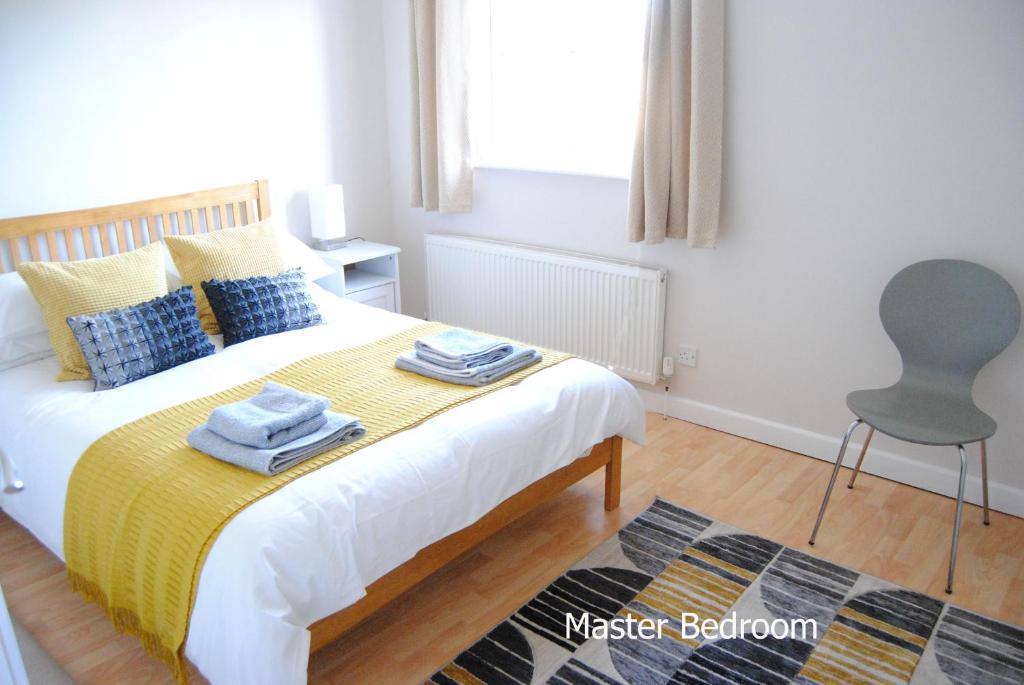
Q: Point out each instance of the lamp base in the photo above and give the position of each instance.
(333, 244)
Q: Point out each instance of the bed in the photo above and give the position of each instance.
(298, 568)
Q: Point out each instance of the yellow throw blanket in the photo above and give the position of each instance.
(143, 508)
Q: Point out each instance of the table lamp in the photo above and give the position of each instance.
(327, 216)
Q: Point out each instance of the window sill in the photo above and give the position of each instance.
(541, 170)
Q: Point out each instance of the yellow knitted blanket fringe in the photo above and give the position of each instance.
(143, 508)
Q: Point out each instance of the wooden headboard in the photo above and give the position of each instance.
(85, 233)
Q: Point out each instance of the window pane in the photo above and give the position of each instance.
(564, 81)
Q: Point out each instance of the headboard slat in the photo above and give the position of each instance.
(136, 231)
(119, 234)
(34, 229)
(69, 234)
(90, 250)
(51, 245)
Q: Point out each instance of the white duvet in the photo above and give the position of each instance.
(312, 547)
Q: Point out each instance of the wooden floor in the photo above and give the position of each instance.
(881, 527)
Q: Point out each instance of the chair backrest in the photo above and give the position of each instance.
(949, 317)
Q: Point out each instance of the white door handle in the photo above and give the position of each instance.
(11, 481)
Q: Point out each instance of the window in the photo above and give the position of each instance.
(556, 84)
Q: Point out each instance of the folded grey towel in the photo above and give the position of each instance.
(459, 348)
(496, 355)
(339, 429)
(274, 416)
(520, 357)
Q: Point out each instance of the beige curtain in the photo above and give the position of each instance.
(442, 175)
(675, 185)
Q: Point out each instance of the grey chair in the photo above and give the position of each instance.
(947, 318)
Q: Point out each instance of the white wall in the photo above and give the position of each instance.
(859, 137)
(113, 100)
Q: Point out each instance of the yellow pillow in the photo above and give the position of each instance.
(87, 287)
(227, 254)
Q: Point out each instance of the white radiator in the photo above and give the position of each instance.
(608, 311)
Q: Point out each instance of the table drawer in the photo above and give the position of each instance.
(381, 297)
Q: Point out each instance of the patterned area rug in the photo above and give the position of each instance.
(675, 565)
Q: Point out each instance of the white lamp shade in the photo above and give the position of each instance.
(327, 212)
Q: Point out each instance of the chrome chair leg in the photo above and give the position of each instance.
(960, 511)
(984, 476)
(860, 459)
(832, 481)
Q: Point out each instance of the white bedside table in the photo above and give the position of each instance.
(366, 272)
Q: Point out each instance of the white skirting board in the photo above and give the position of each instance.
(886, 464)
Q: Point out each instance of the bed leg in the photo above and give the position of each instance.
(613, 474)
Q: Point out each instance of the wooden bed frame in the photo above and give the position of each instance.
(117, 228)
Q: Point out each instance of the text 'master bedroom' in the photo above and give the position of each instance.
(509, 342)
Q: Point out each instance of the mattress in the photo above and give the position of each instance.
(310, 549)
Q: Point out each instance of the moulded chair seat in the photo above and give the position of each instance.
(947, 318)
(918, 414)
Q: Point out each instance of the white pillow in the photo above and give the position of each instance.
(295, 252)
(23, 330)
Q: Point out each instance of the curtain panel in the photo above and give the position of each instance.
(442, 174)
(675, 183)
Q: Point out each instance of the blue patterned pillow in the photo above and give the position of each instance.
(124, 345)
(261, 305)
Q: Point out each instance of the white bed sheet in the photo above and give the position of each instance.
(312, 547)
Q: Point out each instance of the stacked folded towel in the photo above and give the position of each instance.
(274, 430)
(465, 357)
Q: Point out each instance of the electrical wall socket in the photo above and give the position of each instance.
(687, 355)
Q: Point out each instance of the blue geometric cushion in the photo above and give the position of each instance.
(262, 305)
(124, 345)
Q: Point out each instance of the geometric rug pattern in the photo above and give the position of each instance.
(671, 562)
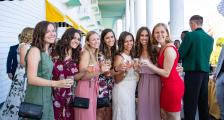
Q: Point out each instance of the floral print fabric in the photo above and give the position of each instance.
(62, 96)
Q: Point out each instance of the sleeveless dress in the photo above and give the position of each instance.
(62, 96)
(172, 86)
(42, 95)
(10, 108)
(87, 88)
(149, 88)
(123, 95)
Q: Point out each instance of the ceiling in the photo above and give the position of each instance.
(111, 10)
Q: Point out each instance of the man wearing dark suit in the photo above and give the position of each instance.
(219, 78)
(195, 53)
(12, 61)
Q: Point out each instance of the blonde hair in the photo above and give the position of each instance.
(168, 40)
(26, 35)
(93, 56)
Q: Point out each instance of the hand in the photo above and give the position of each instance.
(214, 78)
(179, 69)
(66, 83)
(10, 76)
(105, 68)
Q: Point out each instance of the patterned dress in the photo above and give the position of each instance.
(62, 96)
(42, 95)
(105, 86)
(10, 108)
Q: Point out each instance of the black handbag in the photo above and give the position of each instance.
(29, 110)
(78, 102)
(103, 102)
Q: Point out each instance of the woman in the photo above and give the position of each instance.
(172, 84)
(123, 93)
(89, 72)
(149, 85)
(65, 66)
(107, 51)
(39, 69)
(10, 109)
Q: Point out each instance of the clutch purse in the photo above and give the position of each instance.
(103, 102)
(29, 110)
(80, 102)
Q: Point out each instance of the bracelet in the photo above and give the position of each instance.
(115, 69)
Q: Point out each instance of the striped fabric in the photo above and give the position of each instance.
(220, 7)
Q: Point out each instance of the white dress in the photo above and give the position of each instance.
(123, 96)
(10, 108)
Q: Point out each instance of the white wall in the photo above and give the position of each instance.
(15, 15)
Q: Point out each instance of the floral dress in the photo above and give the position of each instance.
(62, 96)
(10, 108)
(105, 86)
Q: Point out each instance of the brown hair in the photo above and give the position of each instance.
(88, 47)
(63, 45)
(26, 35)
(139, 47)
(39, 33)
(121, 40)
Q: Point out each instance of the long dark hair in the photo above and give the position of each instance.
(121, 40)
(39, 33)
(139, 47)
(103, 47)
(63, 45)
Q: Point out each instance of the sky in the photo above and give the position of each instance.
(213, 21)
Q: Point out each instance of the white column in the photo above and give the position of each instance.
(176, 18)
(132, 17)
(127, 16)
(140, 14)
(149, 14)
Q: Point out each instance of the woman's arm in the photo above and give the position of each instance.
(119, 69)
(169, 58)
(83, 67)
(33, 59)
(22, 53)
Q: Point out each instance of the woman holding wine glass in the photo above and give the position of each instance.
(66, 61)
(123, 93)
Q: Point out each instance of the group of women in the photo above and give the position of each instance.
(104, 67)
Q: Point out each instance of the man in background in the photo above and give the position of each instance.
(195, 51)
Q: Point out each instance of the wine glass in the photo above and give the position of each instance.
(136, 63)
(91, 68)
(108, 63)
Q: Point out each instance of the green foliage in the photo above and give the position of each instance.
(220, 41)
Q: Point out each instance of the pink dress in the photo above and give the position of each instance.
(88, 89)
(172, 87)
(62, 96)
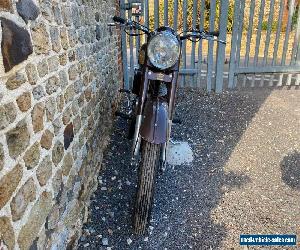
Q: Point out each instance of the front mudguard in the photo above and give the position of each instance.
(154, 128)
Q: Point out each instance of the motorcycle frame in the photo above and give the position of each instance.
(168, 76)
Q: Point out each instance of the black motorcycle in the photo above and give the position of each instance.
(154, 87)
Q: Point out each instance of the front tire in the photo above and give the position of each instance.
(147, 175)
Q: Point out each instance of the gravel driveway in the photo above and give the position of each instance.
(245, 177)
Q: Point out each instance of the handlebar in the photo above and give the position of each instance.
(118, 19)
(194, 34)
(213, 33)
(131, 24)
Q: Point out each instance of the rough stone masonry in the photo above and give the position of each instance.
(59, 76)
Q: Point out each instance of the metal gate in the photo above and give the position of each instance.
(271, 43)
(263, 40)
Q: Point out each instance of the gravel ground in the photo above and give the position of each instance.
(245, 177)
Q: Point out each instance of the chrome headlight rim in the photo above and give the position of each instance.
(168, 33)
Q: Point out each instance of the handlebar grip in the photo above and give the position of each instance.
(119, 19)
(213, 33)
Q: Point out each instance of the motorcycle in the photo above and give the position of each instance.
(152, 107)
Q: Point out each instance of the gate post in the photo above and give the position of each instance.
(221, 47)
(234, 37)
(124, 47)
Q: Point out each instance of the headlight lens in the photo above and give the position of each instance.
(163, 50)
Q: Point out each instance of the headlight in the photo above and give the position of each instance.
(163, 50)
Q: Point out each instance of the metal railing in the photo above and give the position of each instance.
(257, 30)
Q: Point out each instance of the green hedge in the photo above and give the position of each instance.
(190, 16)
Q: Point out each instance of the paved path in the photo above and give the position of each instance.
(245, 177)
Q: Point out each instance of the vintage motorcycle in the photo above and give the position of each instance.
(151, 109)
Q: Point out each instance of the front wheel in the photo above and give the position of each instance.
(147, 175)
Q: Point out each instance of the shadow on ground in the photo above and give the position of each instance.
(185, 195)
(290, 170)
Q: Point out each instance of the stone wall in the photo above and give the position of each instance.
(59, 76)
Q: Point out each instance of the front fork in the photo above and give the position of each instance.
(139, 116)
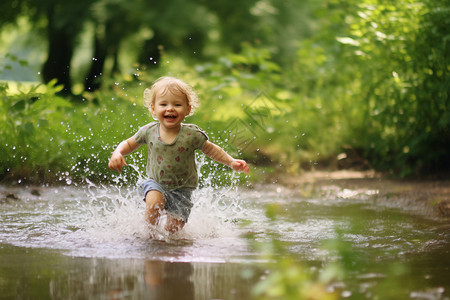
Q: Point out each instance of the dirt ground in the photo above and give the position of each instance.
(426, 197)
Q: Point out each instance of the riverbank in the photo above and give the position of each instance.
(430, 198)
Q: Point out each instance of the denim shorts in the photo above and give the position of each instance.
(178, 201)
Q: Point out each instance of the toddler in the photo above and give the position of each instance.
(172, 173)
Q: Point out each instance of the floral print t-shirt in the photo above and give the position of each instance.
(172, 165)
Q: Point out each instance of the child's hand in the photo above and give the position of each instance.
(117, 162)
(240, 166)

- - - - - - -

Your answer should be the lines from the line containing "Q: Point out each instance of the stone" through the end of the listing above, output exactly and alone, without the pictures.

EXERCISE OUTPUT
Q: Point out each instance of the stone wall in the photo above and give the position of each instance.
(59, 76)
Q: Point out each instance of the front fork in the photo above and give the position of each instance.
(139, 116)
Q: Point out each instance of the dirt ground in the photo above and give the position of each instance.
(426, 197)
Q: Point out each instance of the riverbank in the photo above and give the position of each instance.
(430, 198)
Q: Point out each instance of the denim shorts in the photo above and give the position of each instance.
(178, 201)
Q: Point out each instance of the toddler in the photo above and give the position of each instance.
(172, 173)
Q: Point out each instance of the floral print t-shirt in the photo above and give the position of each instance.
(172, 165)
Q: Point out each instance of the child's hand in the photo above and give the position of each instance.
(117, 162)
(240, 166)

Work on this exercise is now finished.